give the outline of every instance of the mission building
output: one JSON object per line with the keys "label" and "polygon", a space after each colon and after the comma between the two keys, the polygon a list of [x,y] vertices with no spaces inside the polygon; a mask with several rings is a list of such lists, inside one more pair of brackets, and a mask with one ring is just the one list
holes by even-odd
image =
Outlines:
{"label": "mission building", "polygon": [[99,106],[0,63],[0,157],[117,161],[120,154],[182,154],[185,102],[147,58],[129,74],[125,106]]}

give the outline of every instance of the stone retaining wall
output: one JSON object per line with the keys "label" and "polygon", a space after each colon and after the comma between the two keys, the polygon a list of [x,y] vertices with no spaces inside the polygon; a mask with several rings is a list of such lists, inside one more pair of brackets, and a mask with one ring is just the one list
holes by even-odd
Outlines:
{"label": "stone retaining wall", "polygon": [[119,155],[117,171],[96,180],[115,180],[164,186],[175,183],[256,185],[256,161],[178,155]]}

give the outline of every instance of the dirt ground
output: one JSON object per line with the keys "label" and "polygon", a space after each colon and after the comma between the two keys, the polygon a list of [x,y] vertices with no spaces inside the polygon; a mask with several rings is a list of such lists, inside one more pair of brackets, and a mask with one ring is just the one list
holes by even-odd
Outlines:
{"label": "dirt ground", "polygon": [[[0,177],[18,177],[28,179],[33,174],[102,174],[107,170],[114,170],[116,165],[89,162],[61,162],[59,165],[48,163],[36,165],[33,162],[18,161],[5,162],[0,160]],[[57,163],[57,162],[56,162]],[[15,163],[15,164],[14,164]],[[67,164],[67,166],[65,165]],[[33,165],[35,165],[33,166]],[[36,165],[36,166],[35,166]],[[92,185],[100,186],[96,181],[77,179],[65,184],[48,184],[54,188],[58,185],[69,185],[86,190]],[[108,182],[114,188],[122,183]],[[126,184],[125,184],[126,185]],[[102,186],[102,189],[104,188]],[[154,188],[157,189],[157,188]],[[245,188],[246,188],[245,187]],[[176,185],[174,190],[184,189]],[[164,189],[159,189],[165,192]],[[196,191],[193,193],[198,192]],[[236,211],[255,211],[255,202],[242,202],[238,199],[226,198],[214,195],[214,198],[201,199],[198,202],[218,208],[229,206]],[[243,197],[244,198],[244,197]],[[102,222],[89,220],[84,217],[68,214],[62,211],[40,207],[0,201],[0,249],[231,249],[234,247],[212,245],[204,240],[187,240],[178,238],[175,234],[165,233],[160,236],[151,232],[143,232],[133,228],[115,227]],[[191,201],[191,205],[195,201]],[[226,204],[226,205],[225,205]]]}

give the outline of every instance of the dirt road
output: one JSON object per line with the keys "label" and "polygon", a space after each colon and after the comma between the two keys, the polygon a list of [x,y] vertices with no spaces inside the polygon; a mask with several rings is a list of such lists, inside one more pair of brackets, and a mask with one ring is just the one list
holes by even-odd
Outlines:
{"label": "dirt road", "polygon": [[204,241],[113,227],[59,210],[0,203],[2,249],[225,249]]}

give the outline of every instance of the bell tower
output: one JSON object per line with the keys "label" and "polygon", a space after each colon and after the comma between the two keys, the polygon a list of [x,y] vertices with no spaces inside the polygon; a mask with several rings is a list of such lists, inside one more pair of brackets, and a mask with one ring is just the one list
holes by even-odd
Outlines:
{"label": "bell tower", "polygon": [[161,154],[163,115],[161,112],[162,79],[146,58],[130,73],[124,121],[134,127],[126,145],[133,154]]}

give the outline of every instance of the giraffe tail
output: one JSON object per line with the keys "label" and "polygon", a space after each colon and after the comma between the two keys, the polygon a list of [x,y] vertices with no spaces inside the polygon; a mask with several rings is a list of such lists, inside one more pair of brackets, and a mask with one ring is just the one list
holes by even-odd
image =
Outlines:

■ **TASK STATEMENT**
Extract all of the data shown above without alteration.

■ **FULL OUTPUT**
give the outline of every instance of the mission building
output: one JSON object per line with the keys "label" and "polygon", a space after each colon and after the comma between the two keys, the polygon a list of [x,y] vertices with no spaces inside the polygon; a mask with several rings is a list of such lists, inside one more pair of brackets, and a mask with one ring is just the one list
holes by even-odd
image =
Outlines:
{"label": "mission building", "polygon": [[99,106],[0,63],[0,157],[117,161],[120,154],[182,154],[185,102],[147,58],[129,74],[125,106]]}

give the outline of every instance of the stone retaining wall
output: one JSON object per line with the keys "label" and "polygon", a space after each colon and after the comma between the two keys, the polygon a list of [x,y] vertices with no spaces inside the polygon; a mask with several rings is a list of such lists, inside one more pair of brackets, and a mask with one ring is just the one list
holes by even-odd
Outlines:
{"label": "stone retaining wall", "polygon": [[119,155],[117,171],[96,180],[115,180],[164,186],[175,183],[256,185],[256,161],[178,155]]}

give the outline of every instance of the dirt ground
output: one JSON object per line with the keys "label" and "polygon", a space after each colon and after the comma between the two keys, the polygon a list of [x,y] vertices with no spaces inside the polygon; a mask with several rings is a list of such lists, inside one more pair of brackets, and a mask with one ring is just the one list
holes by even-odd
Outlines:
{"label": "dirt ground", "polygon": [[[0,177],[18,177],[28,179],[33,174],[102,174],[107,170],[114,170],[116,165],[89,162],[61,162],[59,165],[48,163],[36,165],[33,162],[18,161],[5,162],[0,160]],[[57,163],[57,162],[56,162]],[[15,163],[15,164],[14,164]],[[67,164],[67,166],[65,165]],[[33,165],[35,165],[33,166]],[[36,165],[36,166],[35,166]],[[92,185],[100,186],[96,181],[77,179],[65,184],[48,184],[54,188],[58,185],[69,185],[86,190]],[[108,182],[114,188],[122,183]],[[126,184],[125,184],[126,185]],[[102,186],[102,189],[104,188]],[[154,188],[157,189],[157,188]],[[245,188],[246,188],[245,187]],[[176,185],[174,190],[184,189]],[[164,189],[159,189],[165,192]],[[196,191],[193,193],[198,192]],[[236,211],[255,211],[255,202],[242,202],[238,199],[226,198],[214,195],[214,198],[201,199],[198,202],[218,208],[229,206]],[[243,197],[244,198],[244,197]],[[102,222],[89,220],[84,217],[68,214],[62,211],[40,207],[0,201],[0,249],[231,249],[234,247],[212,245],[204,240],[187,240],[178,238],[175,234],[165,233],[160,236],[151,232],[143,232],[133,228],[115,227]],[[191,201],[191,205],[195,201]],[[226,204],[226,205],[225,205]]]}

give the outline of every instance of the dirt road
output: one JSON object per line with the keys "label" and "polygon", a space after each colon and after the comma between the two keys, the polygon a list of [x,y] vertices with no spaces inside the polygon; a mask with several rings is a list of such lists, inside one more pair of brackets, and a mask with one ring is just the one list
holes by even-odd
Outlines:
{"label": "dirt road", "polygon": [[204,241],[113,227],[59,210],[0,203],[2,249],[225,249]]}

give the outline of every instance of the bell tower
output: one JSON object per line with the keys "label" and "polygon", a space after each colon and after the comma between the two keys, the polygon a list of [x,y] vertices with no spaces inside the polygon; a mask with several rings is a list of such lists, inside one more pair of brackets, and a mask with one ring is just the one list
holes by even-odd
Outlines:
{"label": "bell tower", "polygon": [[161,154],[163,115],[161,112],[162,79],[146,58],[130,73],[124,121],[134,127],[126,145],[133,154]]}

give the outline of every instance of the giraffe tail
output: one JSON object per line with the keys "label" and "polygon", a space after each colon and after the comma between the two keys, the polygon a list of [x,y] vertices with no spaces inside the polygon; a mask with several rings is a list of such lists, inside one more pair of brackets, and a mask with one ring is just the one list
holes by even-odd
image =
Outlines:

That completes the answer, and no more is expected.